→ **TO BE DONE**:
1 – On what date was the TALONS Hunger Games post published?
2 – Write a continuation of the TALONS Hunger Games post, beginning after its final sentence.

→ **TEXT TO READ**:
..............................

Archive for the ‘magicmacguffin’ Category

 

TALONS Hunger Games

Thursday, May 10th, 2012

Part II | Part III | Part IV | Part V

Imagine a life where possibilities are opening at a speed that veers unpredictably between exhilarating and terrifying. The familiar, precisely because it’s familiar and safe, still tugs at you, but even so, you want out because your old life constricts as much as it comforts. Besides, your social milieu, which often feels like an endless struggle to achieve, or resist being slotted into some arbitrary niche—pretty, ugly, smart, dumb, athlete, klutz—is changing fast. You feel driven—by inner need and outside pressure—to make choices. Meanwhile, the manipulative, often harsh, powers that be, who created the larger world they’re busy shoving you into, have clearly not done a bang-up job of it, either in their personal lives or as part of society. And they want you to get out there and ?x their mistakes—just at a moment when worry over the imminent demise of their entire socio-economic structure is never far from the surface. It can be cruel and scary out there. Dystopian, even.

..............................

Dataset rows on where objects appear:
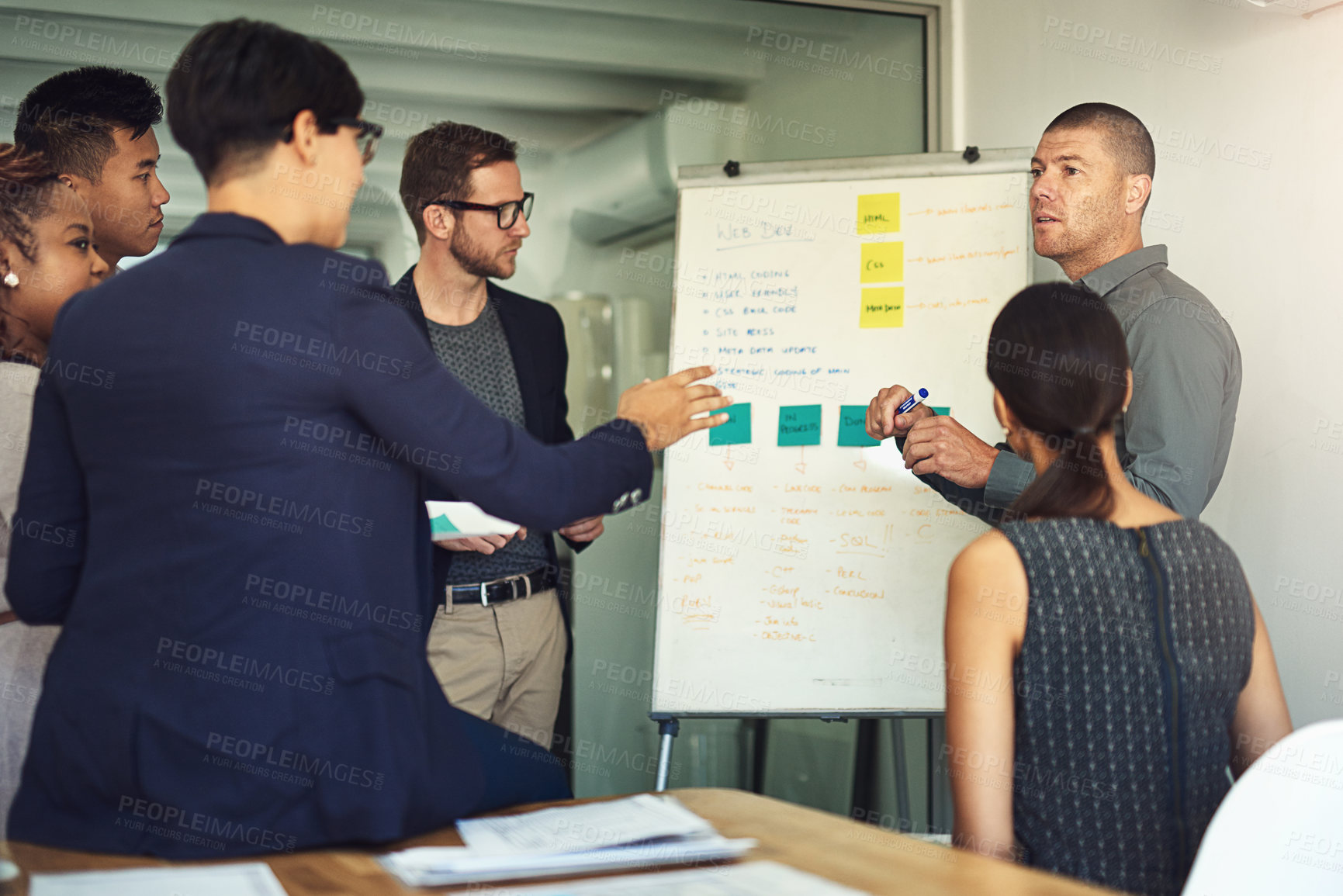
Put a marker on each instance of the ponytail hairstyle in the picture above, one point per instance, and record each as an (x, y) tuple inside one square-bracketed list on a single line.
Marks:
[(1057, 356)]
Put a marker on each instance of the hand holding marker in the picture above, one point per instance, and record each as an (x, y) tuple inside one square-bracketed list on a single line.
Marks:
[(909, 403)]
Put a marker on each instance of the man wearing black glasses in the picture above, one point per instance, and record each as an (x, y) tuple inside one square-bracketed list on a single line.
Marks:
[(499, 640)]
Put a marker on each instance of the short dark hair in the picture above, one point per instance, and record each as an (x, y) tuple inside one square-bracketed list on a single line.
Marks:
[(1123, 133), (1057, 355), (439, 161), (239, 85), (70, 117)]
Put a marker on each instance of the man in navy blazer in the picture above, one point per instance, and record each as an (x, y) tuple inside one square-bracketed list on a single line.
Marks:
[(226, 521)]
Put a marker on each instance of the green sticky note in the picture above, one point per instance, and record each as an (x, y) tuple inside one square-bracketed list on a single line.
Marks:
[(799, 425), (441, 527), (736, 430), (853, 426)]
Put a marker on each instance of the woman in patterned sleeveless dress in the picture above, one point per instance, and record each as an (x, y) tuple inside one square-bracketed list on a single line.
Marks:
[(1107, 666)]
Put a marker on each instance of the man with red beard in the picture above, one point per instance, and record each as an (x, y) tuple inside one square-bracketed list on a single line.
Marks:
[(1092, 176), (499, 638)]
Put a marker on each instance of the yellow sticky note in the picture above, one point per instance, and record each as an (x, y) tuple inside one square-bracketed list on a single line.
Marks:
[(878, 214), (883, 262), (883, 306)]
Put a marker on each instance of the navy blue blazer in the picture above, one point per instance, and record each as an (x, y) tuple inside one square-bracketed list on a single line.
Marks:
[(535, 335), (220, 505)]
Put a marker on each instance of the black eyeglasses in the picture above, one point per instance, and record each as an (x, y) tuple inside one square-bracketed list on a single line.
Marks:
[(507, 214), (365, 139)]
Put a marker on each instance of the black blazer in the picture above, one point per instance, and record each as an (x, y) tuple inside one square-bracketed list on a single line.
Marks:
[(222, 504), (536, 341)]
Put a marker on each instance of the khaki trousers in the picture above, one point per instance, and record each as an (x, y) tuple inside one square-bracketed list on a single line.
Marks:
[(503, 662)]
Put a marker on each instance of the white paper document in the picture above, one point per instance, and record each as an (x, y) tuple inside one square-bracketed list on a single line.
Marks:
[(564, 829), (445, 866), (250, 879), (464, 521), (635, 833), (751, 879)]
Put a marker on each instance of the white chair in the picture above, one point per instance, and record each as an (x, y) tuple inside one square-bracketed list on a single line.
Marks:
[(1280, 829)]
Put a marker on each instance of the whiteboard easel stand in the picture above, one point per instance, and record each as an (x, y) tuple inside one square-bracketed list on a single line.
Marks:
[(865, 751), (974, 161)]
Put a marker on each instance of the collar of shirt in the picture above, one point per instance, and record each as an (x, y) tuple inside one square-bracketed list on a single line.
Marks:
[(404, 288), (1111, 275)]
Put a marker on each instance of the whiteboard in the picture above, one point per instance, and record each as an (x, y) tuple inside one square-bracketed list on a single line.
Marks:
[(799, 576)]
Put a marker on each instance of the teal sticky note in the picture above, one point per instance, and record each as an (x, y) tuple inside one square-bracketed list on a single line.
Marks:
[(853, 426), (736, 430), (799, 425), (441, 527)]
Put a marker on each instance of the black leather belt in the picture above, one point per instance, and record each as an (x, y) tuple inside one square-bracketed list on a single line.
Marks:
[(503, 590)]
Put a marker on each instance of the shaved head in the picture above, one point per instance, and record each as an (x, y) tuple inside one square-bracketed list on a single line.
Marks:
[(1123, 136)]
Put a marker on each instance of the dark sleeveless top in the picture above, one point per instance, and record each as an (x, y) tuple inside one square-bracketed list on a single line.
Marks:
[(1137, 649)]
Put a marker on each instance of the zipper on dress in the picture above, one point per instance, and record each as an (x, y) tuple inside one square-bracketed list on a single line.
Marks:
[(1161, 600)]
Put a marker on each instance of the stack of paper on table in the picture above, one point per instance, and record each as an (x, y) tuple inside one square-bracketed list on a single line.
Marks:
[(639, 832)]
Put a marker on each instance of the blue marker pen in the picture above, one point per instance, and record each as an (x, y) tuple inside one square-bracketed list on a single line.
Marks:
[(909, 403)]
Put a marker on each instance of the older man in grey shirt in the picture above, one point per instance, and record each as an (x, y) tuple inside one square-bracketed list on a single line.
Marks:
[(1093, 174)]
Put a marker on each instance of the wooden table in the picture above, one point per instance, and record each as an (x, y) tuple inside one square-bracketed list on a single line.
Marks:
[(833, 846)]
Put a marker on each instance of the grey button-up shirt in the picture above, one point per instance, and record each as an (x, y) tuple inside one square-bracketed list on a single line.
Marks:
[(1174, 440)]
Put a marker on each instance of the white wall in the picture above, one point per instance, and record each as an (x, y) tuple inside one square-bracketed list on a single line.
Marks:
[(1248, 196)]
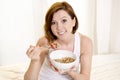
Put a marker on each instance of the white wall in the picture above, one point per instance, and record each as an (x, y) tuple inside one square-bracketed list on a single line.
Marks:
[(115, 27), (103, 19), (17, 31)]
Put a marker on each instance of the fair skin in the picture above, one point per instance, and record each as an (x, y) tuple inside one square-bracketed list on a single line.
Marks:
[(61, 26)]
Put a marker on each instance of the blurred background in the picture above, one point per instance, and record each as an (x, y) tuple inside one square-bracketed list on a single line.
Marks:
[(21, 25)]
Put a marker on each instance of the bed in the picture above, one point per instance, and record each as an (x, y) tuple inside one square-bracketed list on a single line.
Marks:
[(104, 67)]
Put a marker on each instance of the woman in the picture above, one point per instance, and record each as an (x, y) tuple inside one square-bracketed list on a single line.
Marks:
[(60, 28)]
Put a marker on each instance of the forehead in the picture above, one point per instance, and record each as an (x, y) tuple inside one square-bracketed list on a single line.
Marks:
[(60, 14)]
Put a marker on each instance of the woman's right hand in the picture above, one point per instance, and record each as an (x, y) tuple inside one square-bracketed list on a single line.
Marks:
[(34, 52)]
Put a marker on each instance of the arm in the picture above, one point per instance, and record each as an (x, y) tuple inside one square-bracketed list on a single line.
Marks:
[(37, 55), (85, 60)]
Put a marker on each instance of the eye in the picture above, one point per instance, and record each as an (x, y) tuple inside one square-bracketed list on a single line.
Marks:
[(64, 20), (53, 23)]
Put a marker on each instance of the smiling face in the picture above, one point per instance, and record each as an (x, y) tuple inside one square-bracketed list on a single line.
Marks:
[(62, 24)]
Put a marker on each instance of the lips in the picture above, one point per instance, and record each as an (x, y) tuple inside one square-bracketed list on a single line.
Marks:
[(61, 32)]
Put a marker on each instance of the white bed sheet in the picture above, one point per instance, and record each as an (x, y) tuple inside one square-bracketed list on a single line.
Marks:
[(104, 67)]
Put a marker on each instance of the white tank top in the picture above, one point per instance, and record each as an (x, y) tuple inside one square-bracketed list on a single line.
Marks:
[(47, 73)]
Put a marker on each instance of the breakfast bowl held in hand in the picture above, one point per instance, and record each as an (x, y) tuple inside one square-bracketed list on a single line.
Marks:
[(62, 59)]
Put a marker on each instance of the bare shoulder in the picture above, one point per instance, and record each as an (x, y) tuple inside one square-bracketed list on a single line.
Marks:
[(86, 44), (42, 41)]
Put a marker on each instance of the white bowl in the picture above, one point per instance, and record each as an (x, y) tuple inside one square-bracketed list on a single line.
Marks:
[(58, 54)]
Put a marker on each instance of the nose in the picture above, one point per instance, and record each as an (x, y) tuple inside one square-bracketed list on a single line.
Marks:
[(59, 26)]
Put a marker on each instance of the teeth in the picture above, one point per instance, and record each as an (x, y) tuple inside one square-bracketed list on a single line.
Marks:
[(61, 32)]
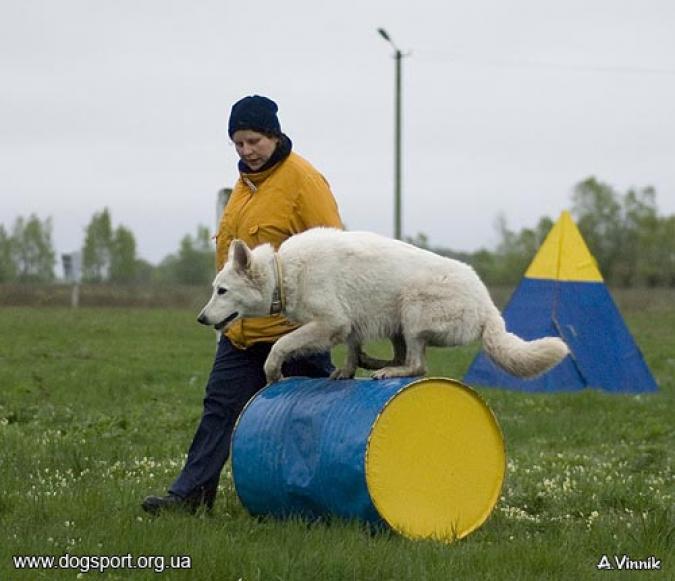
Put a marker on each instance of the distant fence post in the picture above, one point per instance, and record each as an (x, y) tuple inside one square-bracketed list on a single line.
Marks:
[(72, 273)]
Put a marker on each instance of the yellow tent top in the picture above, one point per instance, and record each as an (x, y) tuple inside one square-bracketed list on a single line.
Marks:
[(564, 255)]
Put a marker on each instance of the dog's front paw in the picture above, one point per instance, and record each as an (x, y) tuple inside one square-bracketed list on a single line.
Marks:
[(272, 372), (343, 373), (380, 374)]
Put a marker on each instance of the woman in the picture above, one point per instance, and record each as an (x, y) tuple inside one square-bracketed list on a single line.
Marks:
[(278, 194)]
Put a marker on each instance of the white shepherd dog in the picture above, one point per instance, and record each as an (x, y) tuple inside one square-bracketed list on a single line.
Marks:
[(350, 287)]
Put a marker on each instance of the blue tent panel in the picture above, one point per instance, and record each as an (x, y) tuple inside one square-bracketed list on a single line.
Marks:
[(604, 353), (601, 344)]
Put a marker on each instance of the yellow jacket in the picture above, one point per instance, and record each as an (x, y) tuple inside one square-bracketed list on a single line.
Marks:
[(271, 206)]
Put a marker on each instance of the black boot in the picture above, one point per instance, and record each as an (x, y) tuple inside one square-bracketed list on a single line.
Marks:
[(173, 502)]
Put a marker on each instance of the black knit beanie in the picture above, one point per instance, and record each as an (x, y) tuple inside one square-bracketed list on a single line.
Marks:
[(256, 113)]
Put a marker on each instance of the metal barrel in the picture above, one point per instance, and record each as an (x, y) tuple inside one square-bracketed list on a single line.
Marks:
[(424, 456)]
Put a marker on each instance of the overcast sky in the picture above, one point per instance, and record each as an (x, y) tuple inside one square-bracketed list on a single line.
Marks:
[(506, 106)]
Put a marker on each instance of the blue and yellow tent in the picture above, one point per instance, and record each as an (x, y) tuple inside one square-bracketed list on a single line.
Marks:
[(563, 294)]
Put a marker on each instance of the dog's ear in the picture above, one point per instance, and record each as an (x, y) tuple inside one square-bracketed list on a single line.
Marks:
[(240, 254)]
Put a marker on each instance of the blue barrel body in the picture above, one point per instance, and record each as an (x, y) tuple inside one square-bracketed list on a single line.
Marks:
[(299, 447), (424, 456)]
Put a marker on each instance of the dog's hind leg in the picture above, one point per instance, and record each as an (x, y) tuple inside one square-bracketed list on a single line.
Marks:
[(365, 361), (348, 370), (414, 361), (313, 337)]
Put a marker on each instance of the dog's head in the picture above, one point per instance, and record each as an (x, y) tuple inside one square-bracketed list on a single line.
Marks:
[(238, 290)]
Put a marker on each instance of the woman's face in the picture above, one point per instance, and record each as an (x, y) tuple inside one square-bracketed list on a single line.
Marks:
[(254, 148)]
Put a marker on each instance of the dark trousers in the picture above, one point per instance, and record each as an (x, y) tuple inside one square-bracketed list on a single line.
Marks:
[(237, 375)]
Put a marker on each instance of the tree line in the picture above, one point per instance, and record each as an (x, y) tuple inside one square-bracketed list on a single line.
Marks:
[(108, 255), (633, 244)]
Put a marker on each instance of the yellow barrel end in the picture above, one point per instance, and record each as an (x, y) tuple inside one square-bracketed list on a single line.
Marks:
[(435, 461)]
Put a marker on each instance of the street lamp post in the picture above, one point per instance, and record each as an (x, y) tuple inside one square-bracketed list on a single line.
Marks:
[(398, 55)]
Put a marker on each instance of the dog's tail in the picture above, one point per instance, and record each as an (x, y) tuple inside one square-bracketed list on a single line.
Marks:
[(517, 356)]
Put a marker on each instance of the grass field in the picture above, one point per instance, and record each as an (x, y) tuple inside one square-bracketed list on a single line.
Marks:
[(98, 406)]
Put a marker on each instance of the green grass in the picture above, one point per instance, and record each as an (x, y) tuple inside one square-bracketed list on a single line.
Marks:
[(97, 408)]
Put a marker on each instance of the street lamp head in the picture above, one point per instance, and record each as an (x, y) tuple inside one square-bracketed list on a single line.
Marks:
[(383, 34)]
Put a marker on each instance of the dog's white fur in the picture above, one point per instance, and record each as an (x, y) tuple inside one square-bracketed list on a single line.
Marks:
[(355, 286)]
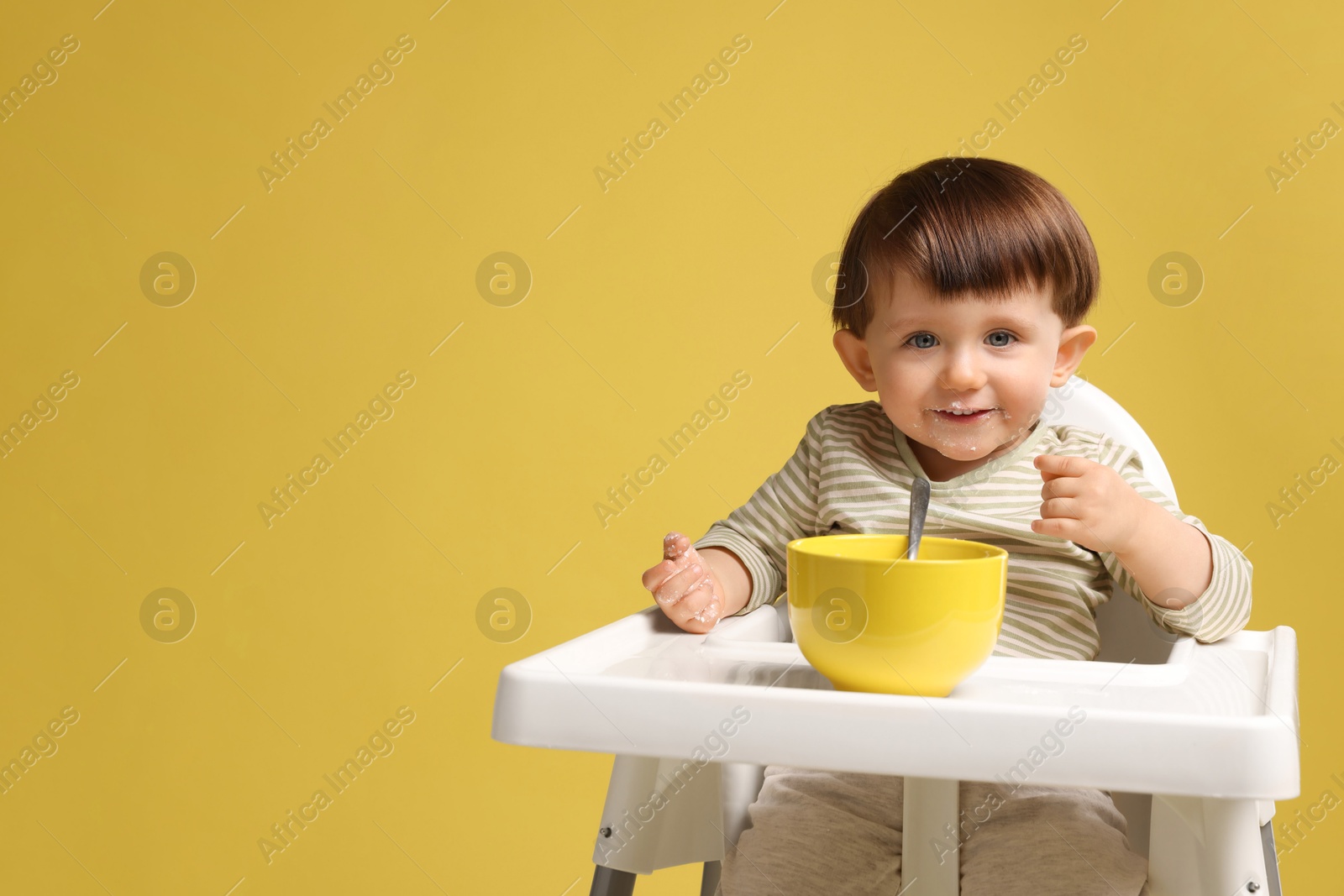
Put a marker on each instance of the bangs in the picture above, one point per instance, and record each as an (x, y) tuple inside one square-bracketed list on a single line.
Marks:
[(968, 228)]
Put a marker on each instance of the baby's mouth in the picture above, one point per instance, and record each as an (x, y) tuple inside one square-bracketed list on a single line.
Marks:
[(965, 418)]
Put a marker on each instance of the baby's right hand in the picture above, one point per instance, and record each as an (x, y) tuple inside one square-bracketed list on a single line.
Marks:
[(685, 586)]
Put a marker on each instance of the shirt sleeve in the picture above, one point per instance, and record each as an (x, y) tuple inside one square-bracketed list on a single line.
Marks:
[(781, 510), (1225, 606)]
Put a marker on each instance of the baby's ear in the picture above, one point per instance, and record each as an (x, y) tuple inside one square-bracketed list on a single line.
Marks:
[(853, 354)]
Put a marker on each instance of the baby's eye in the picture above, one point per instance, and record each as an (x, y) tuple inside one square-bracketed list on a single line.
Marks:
[(996, 344)]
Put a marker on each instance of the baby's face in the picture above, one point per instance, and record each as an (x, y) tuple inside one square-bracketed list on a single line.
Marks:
[(998, 358)]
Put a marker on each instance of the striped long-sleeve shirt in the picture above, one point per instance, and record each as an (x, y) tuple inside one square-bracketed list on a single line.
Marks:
[(853, 472)]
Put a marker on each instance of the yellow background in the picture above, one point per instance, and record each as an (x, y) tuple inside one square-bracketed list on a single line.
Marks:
[(645, 298)]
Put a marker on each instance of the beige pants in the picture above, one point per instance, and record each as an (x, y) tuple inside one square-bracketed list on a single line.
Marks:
[(823, 832)]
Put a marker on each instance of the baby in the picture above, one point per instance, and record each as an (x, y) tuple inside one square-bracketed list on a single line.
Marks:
[(961, 291)]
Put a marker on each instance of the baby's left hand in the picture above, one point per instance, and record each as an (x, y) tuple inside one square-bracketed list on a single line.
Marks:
[(1089, 503)]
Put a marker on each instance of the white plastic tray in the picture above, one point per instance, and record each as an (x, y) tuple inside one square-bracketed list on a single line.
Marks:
[(1214, 720)]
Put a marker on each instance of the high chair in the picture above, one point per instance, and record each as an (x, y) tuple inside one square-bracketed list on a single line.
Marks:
[(692, 720)]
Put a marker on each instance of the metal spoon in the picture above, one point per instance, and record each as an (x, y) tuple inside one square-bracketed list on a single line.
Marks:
[(918, 511)]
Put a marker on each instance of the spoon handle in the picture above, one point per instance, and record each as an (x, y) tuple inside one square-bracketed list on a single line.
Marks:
[(918, 511)]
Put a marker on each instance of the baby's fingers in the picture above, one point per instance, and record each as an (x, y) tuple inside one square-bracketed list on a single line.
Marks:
[(676, 586), (701, 605)]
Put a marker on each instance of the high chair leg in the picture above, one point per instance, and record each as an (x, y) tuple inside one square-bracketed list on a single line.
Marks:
[(1206, 846), (931, 808), (608, 882)]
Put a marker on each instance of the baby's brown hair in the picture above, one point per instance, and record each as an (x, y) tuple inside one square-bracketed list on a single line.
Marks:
[(967, 228)]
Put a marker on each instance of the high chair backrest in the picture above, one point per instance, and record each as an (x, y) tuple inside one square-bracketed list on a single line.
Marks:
[(1126, 631)]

..............................

→ **THE ANSWERS**:
1 – Thursday, May 10th, 2012.

2 –
Chances are, anyone not imagining this life, but actually living it, is a teenager.

Macleans

In some ways, I guess it is natural that the TALONS class would incorporate into its evolving storytelling and myth-making the influences of dystopian literature, fan fiction, and the classic zombie film. In the background of the class’ study of novels, history, and current events, math and science, the approaching Adventure Trip (constituting the class’ Leadership 11 Final Exam), the class blog has become the setting for unfolding video, and literary riffs on the classroom setting, as well as TALONS characters enacting both a five part series of zombie films and an epic, multi-authored fan fiction bringing the Hunger Games to the afternoon corhort.

There is no avoiding the violent nature of the Hunger Games, and each post begins with a variation of the following caveat:

(Warning: The following post depicts scenes of violence, using fictionalized examples of real people. Please do not read if you might find any of this offensive  / disturbing. This narrative is for educational purposes only. Any references and ideas taken from the Hunger Games trilogy are the strict property of the brilliant Suzanne Collins).

But what I find remarkable about the TALONS versions of each story – and perhaps what constitute each genre’s appeal with today’s young people – is an awareness and an articulation of the human qualities that perpetuate our survival in desperate times, whether in real life, a zombie movie, or young adult fan-fiction. Each are excellent examples of using an existing structure of genre or plot-line to tell a story that is uniquely personal.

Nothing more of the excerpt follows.